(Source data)
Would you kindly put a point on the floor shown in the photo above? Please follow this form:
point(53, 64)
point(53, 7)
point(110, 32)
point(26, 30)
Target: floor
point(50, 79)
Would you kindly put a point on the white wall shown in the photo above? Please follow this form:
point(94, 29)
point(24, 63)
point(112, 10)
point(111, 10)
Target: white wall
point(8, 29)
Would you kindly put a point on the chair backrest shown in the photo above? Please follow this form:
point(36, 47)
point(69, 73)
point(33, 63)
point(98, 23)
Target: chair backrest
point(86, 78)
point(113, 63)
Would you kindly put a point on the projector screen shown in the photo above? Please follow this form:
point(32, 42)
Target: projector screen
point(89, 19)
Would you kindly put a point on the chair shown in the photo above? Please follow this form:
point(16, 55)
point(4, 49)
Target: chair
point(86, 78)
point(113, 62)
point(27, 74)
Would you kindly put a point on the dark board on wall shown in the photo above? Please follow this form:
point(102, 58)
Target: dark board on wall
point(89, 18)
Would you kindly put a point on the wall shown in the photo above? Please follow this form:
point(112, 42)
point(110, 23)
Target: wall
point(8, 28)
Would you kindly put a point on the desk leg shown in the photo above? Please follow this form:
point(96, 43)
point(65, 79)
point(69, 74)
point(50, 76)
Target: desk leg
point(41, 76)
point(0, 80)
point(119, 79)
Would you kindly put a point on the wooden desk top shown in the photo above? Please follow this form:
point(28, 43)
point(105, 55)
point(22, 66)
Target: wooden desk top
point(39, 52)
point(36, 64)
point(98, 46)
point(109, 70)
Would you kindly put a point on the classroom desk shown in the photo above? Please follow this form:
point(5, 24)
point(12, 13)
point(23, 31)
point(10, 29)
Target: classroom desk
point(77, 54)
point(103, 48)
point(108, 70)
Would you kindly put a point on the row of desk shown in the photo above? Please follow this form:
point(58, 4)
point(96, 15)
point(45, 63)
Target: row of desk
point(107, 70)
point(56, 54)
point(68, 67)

- _THE REQUEST_
Rewrite the stretch from the line containing "Would you kindly put a point on the dark" through the line containing "point(8, 28)", raising each answer coordinate by 18 and leaving every other number unchanged.

- _EXERCISE RESPONSE_
Would you kindly put a point on the dark board on wall shown in the photo above? Please follow this form:
point(102, 58)
Target: dark board on wall
point(107, 36)
Would you kindly put a point on the wall shown in the photo above? Please follow this form:
point(112, 42)
point(110, 23)
Target: wall
point(26, 46)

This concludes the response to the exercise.